Please copy every row from the line containing "query: the noun phrase to segment: chair leg" down to the line containing "[[[42,105],[42,114],[43,115],[44,115],[44,105]]]", both included, and reproduce them exactly.

Task material start

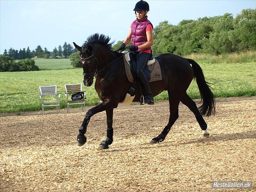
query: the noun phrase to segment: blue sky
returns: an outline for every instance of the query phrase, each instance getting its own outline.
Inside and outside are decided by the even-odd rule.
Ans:
[[[122,40],[135,19],[136,1],[0,0],[0,53],[40,45],[52,51],[65,41],[82,45],[95,33]],[[148,19],[154,26],[167,20],[223,15],[234,17],[243,9],[256,8],[256,0],[148,0]]]

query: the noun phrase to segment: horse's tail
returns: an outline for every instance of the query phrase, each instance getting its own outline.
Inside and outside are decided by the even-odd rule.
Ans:
[[[198,108],[199,111],[203,115],[210,116],[215,114],[215,100],[210,89],[209,83],[205,81],[202,69],[195,61],[190,59],[186,59],[192,64],[194,70],[194,78],[196,78],[201,95],[200,103],[202,104]]]

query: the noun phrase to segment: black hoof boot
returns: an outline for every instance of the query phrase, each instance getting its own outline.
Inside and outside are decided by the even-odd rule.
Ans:
[[[149,105],[154,104],[154,98],[152,95],[148,95],[145,97],[144,102],[145,103],[147,103]]]
[[[152,139],[149,144],[156,144],[160,142],[162,142],[164,141],[165,139],[165,135],[162,133],[161,133],[157,137]]]
[[[79,134],[77,135],[77,140],[78,141],[77,145],[81,147],[86,142],[86,137],[84,135]]]
[[[149,143],[149,144],[156,144],[158,143],[159,143],[159,141],[158,141],[158,139],[157,138],[157,137],[155,137],[152,139],[152,140],[151,140],[151,141]]]
[[[101,143],[100,144],[99,148],[103,149],[108,149],[108,144],[105,141],[102,141]]]

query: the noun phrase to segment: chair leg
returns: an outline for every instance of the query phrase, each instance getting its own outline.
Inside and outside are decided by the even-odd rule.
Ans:
[[[42,105],[42,114],[43,115],[44,115],[44,105]]]

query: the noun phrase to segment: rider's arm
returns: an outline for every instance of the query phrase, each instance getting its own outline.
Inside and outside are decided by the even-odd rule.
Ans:
[[[125,44],[126,45],[127,45],[130,42],[130,41],[131,40],[131,39],[132,39],[132,29],[130,28],[130,31],[129,31],[129,32],[128,33],[127,37],[124,39],[124,40],[123,41],[123,43]]]
[[[144,44],[138,46],[139,49],[146,48],[153,45],[153,31],[151,30],[146,31],[146,34],[148,41]]]

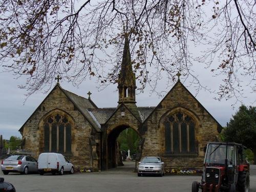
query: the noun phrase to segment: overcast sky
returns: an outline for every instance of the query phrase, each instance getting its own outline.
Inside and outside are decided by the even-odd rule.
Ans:
[[[218,89],[221,78],[211,77],[210,73],[203,69],[199,68],[198,70],[197,73],[200,74],[202,83],[211,89]],[[47,95],[39,92],[31,95],[24,104],[26,98],[24,95],[26,91],[18,88],[17,86],[24,84],[24,80],[15,79],[14,77],[11,73],[0,73],[0,135],[3,135],[5,139],[9,139],[12,135],[21,137],[18,129]],[[196,88],[189,86],[189,82],[187,80],[184,82],[182,77],[181,82],[195,95]],[[162,83],[166,79],[163,78],[157,87],[158,91],[165,92],[164,95],[172,89],[172,87],[166,87]],[[63,80],[60,81],[60,85],[63,89],[86,98],[88,98],[87,93],[90,91],[92,93],[92,100],[99,108],[116,107],[117,105],[117,84],[109,86],[101,91],[96,88],[97,84],[94,82],[93,79],[88,79],[78,88]],[[256,97],[255,93],[250,92],[248,88],[246,87],[244,88],[245,95],[247,97],[243,99],[243,102],[246,105],[255,105],[253,103]],[[246,91],[247,89],[248,90]],[[237,103],[233,108],[232,104],[236,102],[234,99],[227,101],[223,99],[219,101],[213,98],[216,96],[216,95],[201,90],[196,98],[222,126],[225,126],[232,115],[237,111],[241,103]],[[155,106],[163,98],[159,97],[155,93],[151,94],[149,88],[146,89],[144,93],[137,95],[136,97],[138,106]]]

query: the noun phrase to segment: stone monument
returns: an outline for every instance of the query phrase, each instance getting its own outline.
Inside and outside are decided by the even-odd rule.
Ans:
[[[130,150],[128,150],[128,151],[127,152],[128,152],[128,156],[127,156],[127,158],[126,158],[126,161],[131,161],[132,158],[131,158],[131,156],[130,155],[130,152],[131,152],[131,151],[130,151]]]

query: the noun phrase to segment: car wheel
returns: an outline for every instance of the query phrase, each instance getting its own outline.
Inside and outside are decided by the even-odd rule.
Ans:
[[[71,170],[70,170],[70,172],[69,172],[69,173],[70,174],[74,174],[74,167],[72,167],[72,168],[71,168]]]
[[[29,173],[29,168],[28,167],[25,167],[24,170],[23,170],[23,174],[25,175],[28,175]]]
[[[163,177],[163,172],[161,172],[161,173],[159,174],[159,177]]]
[[[192,192],[198,192],[199,187],[197,181],[193,181],[192,183]]]
[[[60,170],[59,172],[59,175],[63,175],[63,174],[64,174],[64,169],[63,168],[63,167],[62,167]]]
[[[9,172],[7,172],[6,170],[3,170],[3,173],[4,173],[4,175],[8,175]]]

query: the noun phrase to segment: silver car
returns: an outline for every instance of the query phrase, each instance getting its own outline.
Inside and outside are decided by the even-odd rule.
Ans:
[[[158,157],[145,157],[139,162],[138,176],[143,174],[154,174],[162,177],[164,175],[164,163]]]
[[[1,168],[4,175],[10,172],[19,172],[24,174],[37,172],[37,162],[31,156],[12,155],[2,161]]]

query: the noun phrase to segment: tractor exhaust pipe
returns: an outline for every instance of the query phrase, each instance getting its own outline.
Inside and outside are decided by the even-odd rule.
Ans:
[[[226,143],[226,158],[225,159],[225,181],[228,181],[227,178],[227,145],[228,142]]]

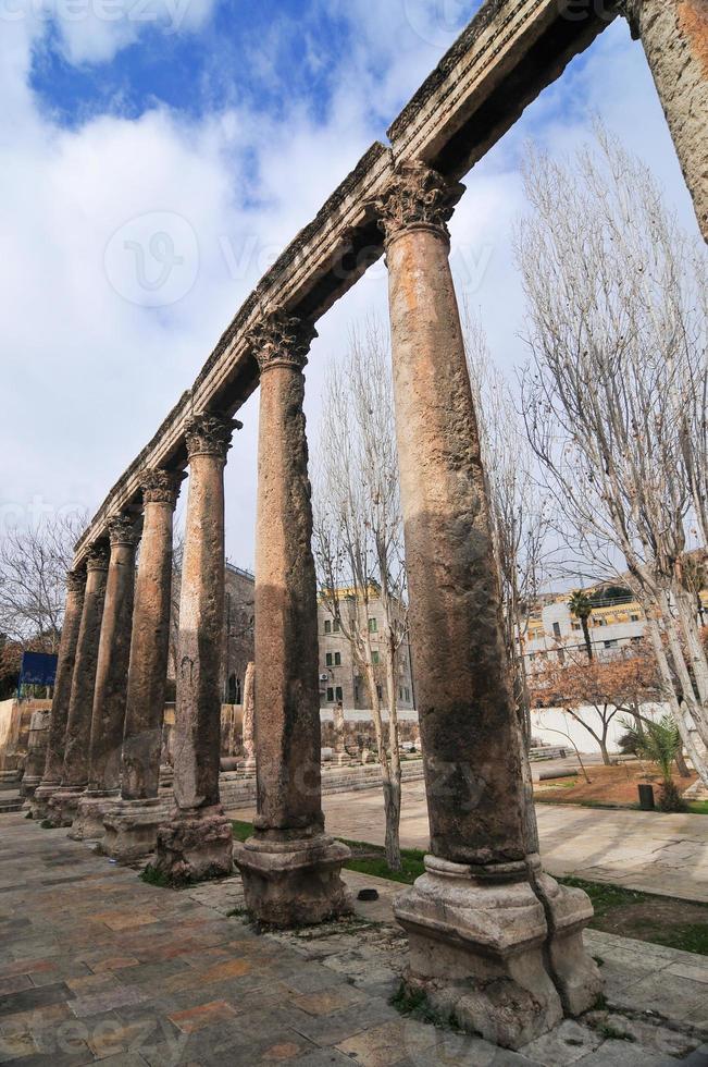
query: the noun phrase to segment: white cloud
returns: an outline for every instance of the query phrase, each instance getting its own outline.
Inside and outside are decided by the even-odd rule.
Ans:
[[[319,120],[297,101],[272,118],[234,105],[200,121],[156,107],[134,121],[104,115],[69,131],[53,124],[28,87],[32,49],[41,47],[46,25],[35,16],[3,25],[0,93],[9,107],[0,124],[5,218],[0,505],[10,502],[28,514],[37,495],[58,507],[100,503],[191,383],[269,261],[356,163],[381,115],[386,123],[394,118],[449,44],[426,40],[432,30],[417,29],[418,14],[411,25],[411,10],[423,10],[422,3],[415,9],[411,3],[340,4],[355,28],[355,45],[339,58],[336,93]],[[210,9],[207,0],[192,0],[182,26],[198,27]],[[450,7],[445,19],[456,10]],[[444,24],[438,20],[433,29]],[[125,27],[112,25],[94,25],[91,34],[78,23],[78,28],[62,26],[70,61],[96,62],[123,47]],[[648,158],[684,221],[692,218],[638,46],[613,27],[584,70],[580,65],[469,175],[469,192],[452,221],[460,293],[472,290],[470,303],[481,309],[492,351],[507,367],[522,356],[511,230],[522,208],[519,160],[525,136],[554,152],[566,151],[599,111]],[[560,105],[569,98],[570,108]],[[184,293],[177,285],[178,298],[141,307],[126,299],[125,285],[135,282],[129,274],[136,266],[135,228],[145,234],[144,221],[133,220],[150,213],[158,220],[156,232],[173,245],[158,242],[144,265],[148,282],[171,257],[185,260],[178,265],[186,268],[184,277],[195,255],[198,261],[192,284]],[[196,249],[181,238],[178,223],[172,231],[170,217],[186,222]],[[112,238],[111,248],[119,254],[123,248],[125,258],[119,255],[117,265],[111,260],[107,274]],[[182,275],[175,271],[176,284]],[[149,305],[149,285],[145,292]],[[320,323],[307,372],[311,426],[327,356],[341,349],[349,323],[370,307],[385,315],[385,294],[378,265]],[[127,295],[135,290],[128,286]],[[243,565],[252,563],[257,415],[253,396],[241,413],[245,428],[227,467],[228,551]]]

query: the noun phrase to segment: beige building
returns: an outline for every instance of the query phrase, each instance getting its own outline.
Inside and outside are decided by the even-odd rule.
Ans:
[[[353,598],[343,599],[340,614],[345,620],[355,610]],[[377,674],[376,685],[382,707],[387,706],[386,669],[384,657],[384,609],[381,600],[373,597],[369,602],[369,634]],[[318,606],[318,640],[320,647],[320,708],[334,708],[341,701],[345,710],[371,710],[371,700],[364,678],[359,673],[351,654],[351,645],[341,633],[338,620],[322,601]],[[415,690],[411,669],[410,645],[406,640],[398,653],[397,706],[401,711],[415,707]]]

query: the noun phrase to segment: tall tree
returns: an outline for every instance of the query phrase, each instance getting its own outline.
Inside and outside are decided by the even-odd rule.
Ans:
[[[576,589],[570,597],[568,601],[568,606],[570,608],[571,615],[580,621],[583,627],[583,639],[585,641],[585,651],[587,653],[587,659],[593,659],[593,642],[589,636],[589,617],[593,614],[593,604],[591,602],[587,593],[583,592],[582,589]]]
[[[0,631],[18,645],[57,652],[64,618],[66,572],[87,516],[46,517],[0,541]]]
[[[601,130],[568,164],[531,152],[524,181],[529,440],[568,553],[628,571],[663,697],[708,784],[691,733],[708,744],[708,661],[681,581],[705,518],[706,254]]]
[[[386,813],[386,858],[400,869],[398,658],[408,629],[388,344],[374,320],[331,364],[313,463],[313,550],[321,596],[349,642],[372,708]],[[369,620],[383,610],[387,736]]]

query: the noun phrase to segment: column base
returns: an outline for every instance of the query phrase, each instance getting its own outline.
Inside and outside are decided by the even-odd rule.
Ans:
[[[73,785],[60,785],[47,810],[47,820],[52,826],[71,826],[76,818],[78,802],[85,795],[86,788]]]
[[[25,774],[22,782],[20,783],[20,796],[26,798],[26,802],[23,806],[24,810],[29,810],[28,801],[34,797],[37,787],[41,782],[40,774],[32,774],[29,777]]]
[[[38,822],[46,819],[49,814],[49,801],[53,795],[59,789],[61,785],[60,782],[45,782],[41,781],[34,794],[29,798],[28,810],[32,813],[32,818]]]
[[[559,885],[550,874],[539,873],[534,888],[546,909],[549,970],[566,1015],[582,1015],[603,992],[599,968],[583,945],[593,905],[583,890]]]
[[[352,904],[339,872],[350,855],[325,834],[296,841],[250,837],[234,845],[246,907],[273,927],[314,925],[349,915]]]
[[[158,830],[150,867],[175,885],[234,873],[234,838],[222,806],[181,810]]]
[[[70,832],[72,841],[100,841],[105,829],[103,818],[119,799],[117,789],[86,792],[78,801]]]
[[[103,817],[100,851],[121,863],[133,863],[154,851],[158,830],[170,820],[171,805],[162,797],[116,800]]]
[[[409,936],[406,984],[463,1030],[520,1048],[563,1018],[544,966],[546,915],[527,881],[487,882],[426,856],[394,913]]]

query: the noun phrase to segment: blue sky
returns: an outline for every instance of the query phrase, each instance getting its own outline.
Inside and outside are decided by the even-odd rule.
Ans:
[[[0,524],[98,506],[258,278],[479,5],[0,0]],[[510,375],[524,358],[512,232],[525,145],[562,156],[596,115],[696,230],[641,46],[618,22],[468,175],[452,220],[458,291]],[[126,247],[149,284],[136,287]],[[173,256],[179,270],[161,289]],[[383,265],[320,323],[314,446],[324,368],[372,311],[385,318]],[[249,566],[256,397],[240,417],[227,543]]]

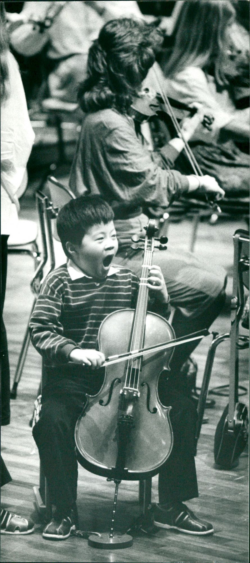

Task material end

Expected answer
query: the noun phrase to segment: chair leg
returns: an outline for every instance of the query phrase, each instance getting its own outline.
Inside and outside are decided by the even-odd rule.
Ans:
[[[42,105],[42,114],[43,115],[44,115],[44,105]]]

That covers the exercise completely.